Supplied text START

Quick Reference: Terms and Concepts

Observation: careful, unbiased description of natural phenomena using the senses and tools; requires unambiguous, metric measurements.
Question: a query arising from an observation.
Background research: review of existing knowledge relevant to the question.
Hypothesis: a testable and falsifiable statement about the natural world.
Prediction: a specific expectation derived from a hypothesis.
Independent variable (experimental variable): the factor deliberately changed between groups; on the x-axis in graphs.
Dependent variable (response variable): the outcome measured; on the y-axis in graphs.
Controlled variables: factors kept constant across all groups to avoid confounding influences.
Replication: repeating the entire experiment to verify results.
Sample size: number of experimental units per condition; larger sample sizes improve confidence.
Observational science: studies that do not manipulate variables; rely on correlations.
Experimental science: studies that manipulate an independent variable and observe its effect on a dependent variable; uses control groups.
Correlation vs causation: correlation indicates association; causation implies a direct cause-and-effect relationship, which requires controlled experimentation to establish.
Significance: a statistical measure of whether results are unlikely due to chance; commonly, p < 0.05 denotes statistical significance.

Supplied text END

Activity
According to the reference on science terms, on which axis of a graph does the dependent variable go? The lines that follow have nothing to do with this.

Provided material START

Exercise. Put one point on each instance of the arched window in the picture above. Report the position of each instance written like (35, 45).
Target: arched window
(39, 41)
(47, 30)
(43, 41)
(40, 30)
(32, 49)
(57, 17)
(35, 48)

Provided material END

Result for this task
The y-axis.